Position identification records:

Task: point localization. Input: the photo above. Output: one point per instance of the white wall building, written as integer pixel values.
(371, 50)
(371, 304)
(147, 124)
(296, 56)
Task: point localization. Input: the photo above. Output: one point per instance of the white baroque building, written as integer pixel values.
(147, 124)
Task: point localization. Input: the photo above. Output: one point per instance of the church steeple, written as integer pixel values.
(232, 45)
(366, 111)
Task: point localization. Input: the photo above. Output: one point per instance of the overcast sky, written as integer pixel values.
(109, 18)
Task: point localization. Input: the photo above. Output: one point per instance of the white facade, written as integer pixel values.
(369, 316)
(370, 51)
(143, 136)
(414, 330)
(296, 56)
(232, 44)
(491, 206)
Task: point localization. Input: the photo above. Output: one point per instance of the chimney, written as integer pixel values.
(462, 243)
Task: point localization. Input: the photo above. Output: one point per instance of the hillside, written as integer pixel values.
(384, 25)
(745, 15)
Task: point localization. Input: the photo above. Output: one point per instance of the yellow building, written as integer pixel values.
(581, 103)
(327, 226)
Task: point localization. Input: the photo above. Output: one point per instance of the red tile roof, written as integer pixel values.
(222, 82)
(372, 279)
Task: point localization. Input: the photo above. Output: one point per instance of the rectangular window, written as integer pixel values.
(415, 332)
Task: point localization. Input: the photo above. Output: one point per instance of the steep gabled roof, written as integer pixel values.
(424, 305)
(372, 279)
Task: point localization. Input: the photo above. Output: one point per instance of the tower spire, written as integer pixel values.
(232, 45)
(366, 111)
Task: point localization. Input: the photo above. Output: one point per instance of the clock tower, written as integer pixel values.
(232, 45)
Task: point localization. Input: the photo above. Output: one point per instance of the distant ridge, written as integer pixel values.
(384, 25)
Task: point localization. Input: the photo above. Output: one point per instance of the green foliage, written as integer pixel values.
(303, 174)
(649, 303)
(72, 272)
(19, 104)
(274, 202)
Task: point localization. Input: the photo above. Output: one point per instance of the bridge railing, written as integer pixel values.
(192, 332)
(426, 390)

Your objective:
Reproduce every one of the records above, line for line, without changing anything.

Reply to the exercise:
Task: point localization. Input: the photo above. Output: one point per instance of the white wall building, written as integer pixel values.
(371, 50)
(371, 304)
(147, 124)
(296, 56)
Task: point localization. Input: the photo above. Output: one point per instance of the white baroque building, written as integer pixel values.
(147, 124)
Task: point localization. Input: the photo above. Output: one point per instance of the church steeple, written as integer pixel values.
(232, 45)
(366, 111)
Task: point localization. Input: the photo above. Output: one point per instance of the overcast sky, written as integer pixel values.
(109, 18)
Task: point localization. Input: the photo above. Output: one point per instance of the white facade, written as integer pixel values.
(369, 316)
(370, 51)
(143, 136)
(414, 330)
(296, 56)
(232, 44)
(491, 206)
Task: point localization. Input: the photo above. Output: one point per instance of the chimney, written as integer pixel values.
(462, 243)
Task: point localization. Input: the photo above. Output: one point per instance of the hillside, written as integer pixel values.
(384, 25)
(745, 15)
Task: point localization. Input: the photo above. Output: one point per instance of the yellow building, written as integer pixel values.
(581, 103)
(327, 226)
Task: point localization. Input: the photo above. Output: one point per instance of the red tile roof, written as integer pixel values.
(222, 82)
(372, 279)
Task: point localization. Input: the photo above. Output: one point per instance of the rectangular window, written as integer pixel values.
(415, 332)
Task: point localization. Input: the photo above. Output: one point per instance of the steep gabled roof, written as integer pixel values.
(424, 305)
(372, 279)
Task: point localization. Input: the photo above. Output: one point per instance of the tower spire, written as integer pixel values.
(232, 45)
(366, 111)
Task: point localization. Input: the photo above. Output: one point per instance of the clock tower, written as integer pixel values.
(232, 45)
Task: point localization. Input: the photo above. Output: one point per instance of the distant ridge, written as integer pixel values.
(384, 25)
Task: point localization. Input: the photo above. Output: one point per instance of the green foliage, written as integer pixel values.
(303, 174)
(649, 303)
(72, 272)
(19, 104)
(274, 202)
Task: point localization. Input: the photo above. Output: one point per instance of the bridge railing, written as integer pixel values.
(192, 332)
(426, 390)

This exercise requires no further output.